== INFORMATION SUPPLIED ==
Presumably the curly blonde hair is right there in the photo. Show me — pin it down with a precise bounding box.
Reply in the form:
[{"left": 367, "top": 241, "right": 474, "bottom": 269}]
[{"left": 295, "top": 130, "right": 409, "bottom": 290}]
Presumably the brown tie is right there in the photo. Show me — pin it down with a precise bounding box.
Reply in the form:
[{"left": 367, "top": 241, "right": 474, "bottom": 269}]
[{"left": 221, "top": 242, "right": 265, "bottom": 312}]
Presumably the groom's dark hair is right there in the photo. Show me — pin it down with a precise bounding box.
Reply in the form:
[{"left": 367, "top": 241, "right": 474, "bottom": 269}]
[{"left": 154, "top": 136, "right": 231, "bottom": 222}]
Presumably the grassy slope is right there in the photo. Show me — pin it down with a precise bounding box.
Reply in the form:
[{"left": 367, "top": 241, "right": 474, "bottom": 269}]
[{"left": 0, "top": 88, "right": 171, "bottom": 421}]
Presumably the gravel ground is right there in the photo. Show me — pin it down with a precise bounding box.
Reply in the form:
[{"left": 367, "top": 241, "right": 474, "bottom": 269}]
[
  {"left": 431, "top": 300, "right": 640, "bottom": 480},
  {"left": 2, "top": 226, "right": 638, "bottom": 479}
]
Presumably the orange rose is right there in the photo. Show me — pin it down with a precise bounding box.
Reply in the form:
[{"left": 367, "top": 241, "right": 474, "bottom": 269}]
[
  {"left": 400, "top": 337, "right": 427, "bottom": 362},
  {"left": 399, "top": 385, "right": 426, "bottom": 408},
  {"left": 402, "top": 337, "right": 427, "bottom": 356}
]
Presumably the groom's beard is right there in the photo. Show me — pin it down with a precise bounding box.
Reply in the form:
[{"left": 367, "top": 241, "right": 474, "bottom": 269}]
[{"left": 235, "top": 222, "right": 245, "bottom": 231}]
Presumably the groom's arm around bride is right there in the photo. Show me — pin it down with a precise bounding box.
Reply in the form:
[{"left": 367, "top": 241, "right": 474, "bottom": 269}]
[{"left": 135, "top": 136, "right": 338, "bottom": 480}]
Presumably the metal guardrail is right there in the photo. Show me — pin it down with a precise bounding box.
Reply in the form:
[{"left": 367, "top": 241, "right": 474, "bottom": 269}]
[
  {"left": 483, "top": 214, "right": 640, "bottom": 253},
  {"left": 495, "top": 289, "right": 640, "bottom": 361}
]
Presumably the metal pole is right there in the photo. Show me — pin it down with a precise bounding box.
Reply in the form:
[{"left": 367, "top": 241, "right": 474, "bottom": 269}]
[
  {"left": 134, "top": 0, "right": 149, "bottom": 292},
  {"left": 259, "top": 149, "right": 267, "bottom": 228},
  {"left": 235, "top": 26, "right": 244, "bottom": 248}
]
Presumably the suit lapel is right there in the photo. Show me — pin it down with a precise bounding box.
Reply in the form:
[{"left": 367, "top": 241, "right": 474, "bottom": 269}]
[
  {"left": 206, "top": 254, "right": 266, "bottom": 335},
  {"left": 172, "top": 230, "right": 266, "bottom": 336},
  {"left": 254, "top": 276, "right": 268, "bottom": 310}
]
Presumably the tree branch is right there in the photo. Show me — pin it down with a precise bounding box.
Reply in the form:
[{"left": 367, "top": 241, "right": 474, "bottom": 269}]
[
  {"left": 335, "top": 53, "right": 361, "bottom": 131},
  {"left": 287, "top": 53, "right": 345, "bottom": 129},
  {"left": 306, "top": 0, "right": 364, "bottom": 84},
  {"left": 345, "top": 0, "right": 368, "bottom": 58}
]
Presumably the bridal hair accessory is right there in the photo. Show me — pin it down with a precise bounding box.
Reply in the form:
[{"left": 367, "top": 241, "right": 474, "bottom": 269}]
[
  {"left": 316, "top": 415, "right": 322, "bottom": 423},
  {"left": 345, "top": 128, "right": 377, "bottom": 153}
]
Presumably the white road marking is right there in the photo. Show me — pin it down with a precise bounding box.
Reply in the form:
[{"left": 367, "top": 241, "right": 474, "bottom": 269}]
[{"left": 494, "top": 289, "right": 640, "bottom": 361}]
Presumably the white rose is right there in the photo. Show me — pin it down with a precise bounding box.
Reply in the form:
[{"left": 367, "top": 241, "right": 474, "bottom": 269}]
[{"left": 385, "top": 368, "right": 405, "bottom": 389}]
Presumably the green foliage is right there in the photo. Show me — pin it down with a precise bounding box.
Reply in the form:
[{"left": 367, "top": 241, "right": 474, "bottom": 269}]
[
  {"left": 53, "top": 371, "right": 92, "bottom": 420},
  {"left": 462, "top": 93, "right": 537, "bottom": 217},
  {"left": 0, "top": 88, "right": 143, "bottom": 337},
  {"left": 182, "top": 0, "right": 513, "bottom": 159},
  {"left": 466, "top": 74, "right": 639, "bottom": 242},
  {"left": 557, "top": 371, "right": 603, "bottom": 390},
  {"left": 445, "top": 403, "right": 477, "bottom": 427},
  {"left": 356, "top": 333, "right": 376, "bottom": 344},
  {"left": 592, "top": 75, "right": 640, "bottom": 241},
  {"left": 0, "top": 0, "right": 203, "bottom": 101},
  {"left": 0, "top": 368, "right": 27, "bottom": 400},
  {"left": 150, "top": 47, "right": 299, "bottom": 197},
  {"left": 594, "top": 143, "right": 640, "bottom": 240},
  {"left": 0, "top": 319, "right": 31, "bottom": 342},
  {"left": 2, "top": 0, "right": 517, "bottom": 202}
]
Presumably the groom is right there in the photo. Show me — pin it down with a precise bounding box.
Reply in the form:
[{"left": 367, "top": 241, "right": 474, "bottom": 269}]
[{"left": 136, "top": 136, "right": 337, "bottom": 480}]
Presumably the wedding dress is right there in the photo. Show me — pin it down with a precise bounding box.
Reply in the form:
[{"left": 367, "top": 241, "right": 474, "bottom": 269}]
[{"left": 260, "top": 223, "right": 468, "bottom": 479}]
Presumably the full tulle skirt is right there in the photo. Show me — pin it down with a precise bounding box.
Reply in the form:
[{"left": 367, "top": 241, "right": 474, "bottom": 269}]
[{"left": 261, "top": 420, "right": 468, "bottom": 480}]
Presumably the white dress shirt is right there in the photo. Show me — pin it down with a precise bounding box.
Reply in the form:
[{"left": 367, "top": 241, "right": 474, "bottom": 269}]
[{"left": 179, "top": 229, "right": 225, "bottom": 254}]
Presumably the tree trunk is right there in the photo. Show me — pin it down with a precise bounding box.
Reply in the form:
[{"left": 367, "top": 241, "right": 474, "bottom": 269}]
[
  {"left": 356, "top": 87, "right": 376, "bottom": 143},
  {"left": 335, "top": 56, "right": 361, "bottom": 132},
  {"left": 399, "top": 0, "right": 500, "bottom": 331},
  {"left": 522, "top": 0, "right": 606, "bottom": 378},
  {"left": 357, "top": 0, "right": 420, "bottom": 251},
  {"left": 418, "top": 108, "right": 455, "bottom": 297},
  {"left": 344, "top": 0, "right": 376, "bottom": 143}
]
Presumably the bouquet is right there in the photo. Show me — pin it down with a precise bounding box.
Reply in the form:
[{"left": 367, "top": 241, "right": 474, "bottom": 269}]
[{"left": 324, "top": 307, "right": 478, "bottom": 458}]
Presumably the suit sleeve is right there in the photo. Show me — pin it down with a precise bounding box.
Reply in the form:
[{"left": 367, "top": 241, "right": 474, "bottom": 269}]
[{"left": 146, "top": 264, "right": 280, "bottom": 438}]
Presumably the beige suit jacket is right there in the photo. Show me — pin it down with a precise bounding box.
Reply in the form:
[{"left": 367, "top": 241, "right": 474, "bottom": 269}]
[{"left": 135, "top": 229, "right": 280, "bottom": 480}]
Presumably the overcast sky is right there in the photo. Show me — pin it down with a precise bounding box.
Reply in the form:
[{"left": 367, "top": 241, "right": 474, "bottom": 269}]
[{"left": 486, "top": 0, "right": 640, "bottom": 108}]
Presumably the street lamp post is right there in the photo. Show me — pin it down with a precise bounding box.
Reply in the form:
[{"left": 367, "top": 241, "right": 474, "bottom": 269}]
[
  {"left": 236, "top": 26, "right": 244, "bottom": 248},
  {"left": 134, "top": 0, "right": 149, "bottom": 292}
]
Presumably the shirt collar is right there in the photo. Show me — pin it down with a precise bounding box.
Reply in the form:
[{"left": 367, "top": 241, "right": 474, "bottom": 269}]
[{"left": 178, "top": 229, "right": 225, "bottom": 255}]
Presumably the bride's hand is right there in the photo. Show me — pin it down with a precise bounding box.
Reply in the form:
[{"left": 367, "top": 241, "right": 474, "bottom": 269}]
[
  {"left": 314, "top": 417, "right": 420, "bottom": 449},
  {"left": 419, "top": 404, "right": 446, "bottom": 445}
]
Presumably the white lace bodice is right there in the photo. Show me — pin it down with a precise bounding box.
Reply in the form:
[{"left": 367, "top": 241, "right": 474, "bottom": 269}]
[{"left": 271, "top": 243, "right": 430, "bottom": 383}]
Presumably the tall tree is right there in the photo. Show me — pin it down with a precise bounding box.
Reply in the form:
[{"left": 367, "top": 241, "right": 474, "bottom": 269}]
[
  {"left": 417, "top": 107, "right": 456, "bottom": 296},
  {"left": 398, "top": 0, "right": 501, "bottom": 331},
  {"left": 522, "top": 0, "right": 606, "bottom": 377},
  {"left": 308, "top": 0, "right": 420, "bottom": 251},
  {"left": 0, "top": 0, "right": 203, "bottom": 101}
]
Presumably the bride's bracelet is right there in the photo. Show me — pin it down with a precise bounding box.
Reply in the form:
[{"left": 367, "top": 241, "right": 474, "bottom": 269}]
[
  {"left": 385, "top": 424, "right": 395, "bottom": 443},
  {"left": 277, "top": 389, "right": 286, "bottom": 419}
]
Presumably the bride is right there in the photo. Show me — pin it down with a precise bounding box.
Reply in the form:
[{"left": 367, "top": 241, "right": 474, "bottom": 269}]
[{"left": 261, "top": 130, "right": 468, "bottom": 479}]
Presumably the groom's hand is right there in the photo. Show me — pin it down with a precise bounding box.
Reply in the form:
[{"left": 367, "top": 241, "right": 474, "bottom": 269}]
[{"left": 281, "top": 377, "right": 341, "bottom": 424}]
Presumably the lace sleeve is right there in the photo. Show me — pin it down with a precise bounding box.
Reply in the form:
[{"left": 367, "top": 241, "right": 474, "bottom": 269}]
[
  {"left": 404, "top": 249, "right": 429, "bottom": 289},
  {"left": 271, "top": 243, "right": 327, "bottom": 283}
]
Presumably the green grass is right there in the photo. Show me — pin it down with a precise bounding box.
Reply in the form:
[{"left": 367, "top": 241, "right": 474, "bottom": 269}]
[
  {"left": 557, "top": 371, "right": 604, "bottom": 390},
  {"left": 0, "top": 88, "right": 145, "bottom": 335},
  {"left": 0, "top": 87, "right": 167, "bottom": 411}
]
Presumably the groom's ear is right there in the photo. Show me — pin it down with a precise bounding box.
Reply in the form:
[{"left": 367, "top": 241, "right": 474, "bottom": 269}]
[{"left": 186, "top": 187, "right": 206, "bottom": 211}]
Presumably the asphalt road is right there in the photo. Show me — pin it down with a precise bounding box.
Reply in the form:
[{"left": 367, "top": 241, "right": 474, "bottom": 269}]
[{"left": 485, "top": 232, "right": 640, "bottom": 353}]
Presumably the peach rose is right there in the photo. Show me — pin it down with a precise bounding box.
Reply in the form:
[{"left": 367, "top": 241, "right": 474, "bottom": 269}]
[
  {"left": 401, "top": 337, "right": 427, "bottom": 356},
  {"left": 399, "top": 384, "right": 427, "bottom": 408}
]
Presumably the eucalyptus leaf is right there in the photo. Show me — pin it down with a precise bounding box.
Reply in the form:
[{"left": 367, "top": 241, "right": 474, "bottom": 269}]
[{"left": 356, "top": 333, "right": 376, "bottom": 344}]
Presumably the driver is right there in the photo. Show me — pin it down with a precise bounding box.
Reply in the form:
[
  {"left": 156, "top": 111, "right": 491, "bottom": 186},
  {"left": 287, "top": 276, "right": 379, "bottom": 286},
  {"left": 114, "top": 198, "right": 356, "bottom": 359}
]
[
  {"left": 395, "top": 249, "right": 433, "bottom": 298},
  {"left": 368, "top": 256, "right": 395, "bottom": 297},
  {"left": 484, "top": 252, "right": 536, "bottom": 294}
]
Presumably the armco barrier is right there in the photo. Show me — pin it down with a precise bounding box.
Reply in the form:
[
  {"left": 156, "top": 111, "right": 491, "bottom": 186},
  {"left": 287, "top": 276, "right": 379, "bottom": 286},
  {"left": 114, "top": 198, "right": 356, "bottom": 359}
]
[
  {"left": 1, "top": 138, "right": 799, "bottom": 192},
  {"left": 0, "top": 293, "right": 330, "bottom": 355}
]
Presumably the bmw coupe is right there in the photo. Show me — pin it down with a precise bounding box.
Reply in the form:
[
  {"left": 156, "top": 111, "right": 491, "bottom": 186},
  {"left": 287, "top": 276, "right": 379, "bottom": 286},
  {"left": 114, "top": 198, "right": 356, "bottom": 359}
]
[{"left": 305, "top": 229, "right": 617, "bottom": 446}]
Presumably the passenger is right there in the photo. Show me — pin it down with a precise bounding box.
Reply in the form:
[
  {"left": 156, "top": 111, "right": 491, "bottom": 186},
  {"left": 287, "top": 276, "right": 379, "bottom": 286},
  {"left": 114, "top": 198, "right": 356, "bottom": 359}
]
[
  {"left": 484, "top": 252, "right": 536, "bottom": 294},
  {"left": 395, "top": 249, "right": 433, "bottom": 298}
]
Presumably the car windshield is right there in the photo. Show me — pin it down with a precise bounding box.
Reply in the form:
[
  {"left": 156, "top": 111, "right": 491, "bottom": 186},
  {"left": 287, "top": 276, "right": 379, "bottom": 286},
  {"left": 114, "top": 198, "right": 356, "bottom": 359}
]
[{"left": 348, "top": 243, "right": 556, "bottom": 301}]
===
* EXERCISE *
Review the entries above and return every line where "rose" appears.

* TASK RESULT *
Presumably the orange rose is right there in the photo. Show me — pin it down with a precise bounding box.
Presumably the white rose is right there in the photo. Show me — pin it down with a precise bounding box.
Presumably the peach rose is right there in the photo. Show me — pin it down with a precise bounding box.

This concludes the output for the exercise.